# READING PASSAGE
+ + + +

This post follows on from the Building a Plan post from last year. It's designed to pick the general elements that contribute to success at specifically a 100 mile trail race, though many of the facets can be applied to ultras/ running events of all distances.
This blog is about the central components of successful training ONLY, within each individual heading is a huge range of detail. What's important is to get the general principles right, before drilling down and fine tuning.
The structure of this post is to take an individual contributing element to success, look at the top line ingredients to fulfilling that element, and offer a real life example of how some of those things might be applied by focusing on my own lead up to the 2015 Rocky Raccoon 100.
Two things to consider within each heading. Firstly, the application of each elements particularly in terms of quantity and quality will vary dependent on the background of the individual. Secondly, by no means do I consider my RR100 performance to be that of an elite athlete or a shining example for all to follow. It's simply there as an example of application in a real life situation.

+ + + +

# SOURCE DATA
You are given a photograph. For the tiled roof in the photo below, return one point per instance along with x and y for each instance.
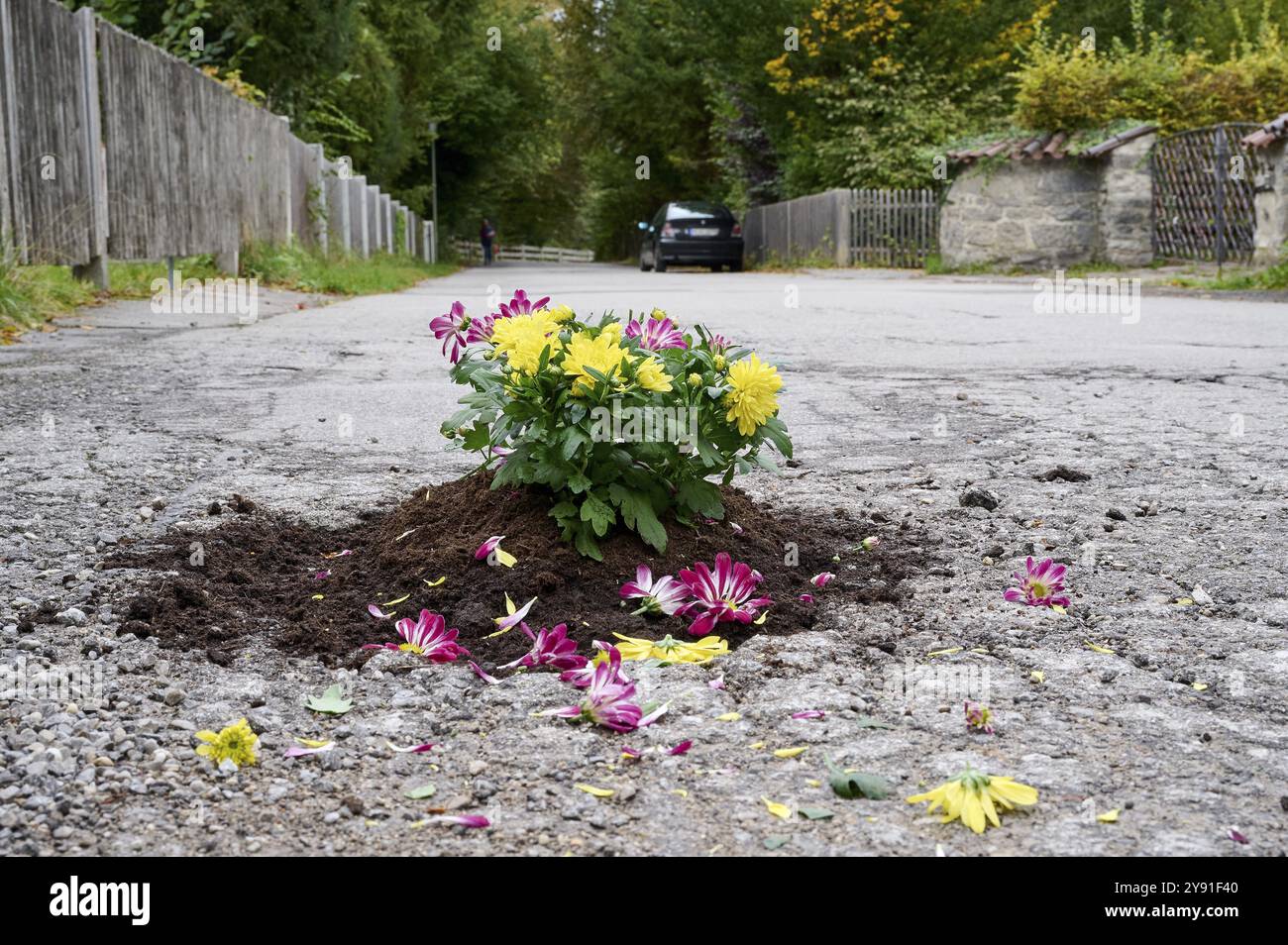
(1270, 132)
(1044, 146)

+ + + +

# STATED PROBLEM 1
Write out the stretch of the training post from "This blog is" through "and fine tuning.".
# STATED PROBLEM 2
Answer these questions about the training post:
(a) Which post does this one follow on from?
(b) What does the training post say must be done before drilling down and fine tuning?
(c) Which race does the author use as the real life example?
# STATED PROBLEM 3
What steps does the training post say its structure follows for each contributing element to success?

# CORRECT ANSWER 1
This blog is about the central components of successful training ONLY, within each individual heading is a huge range of detail. What's important is to get the general principles right, before drilling down and fine tuning.

# CORRECT ANSWER 2
(a) The Building a Plan post from last year.
(b) Get the general principles right.
(c) The 2015 Rocky Raccoon 100.

# CORRECT ANSWER 3
- Take an individual contributing element to success.
- Look at the top line ingredients to fulfilling that element.
- Offer a real life example of how some of those things might be applied, drawn from the author's lead up to the 2015 Rocky Raccoon 100.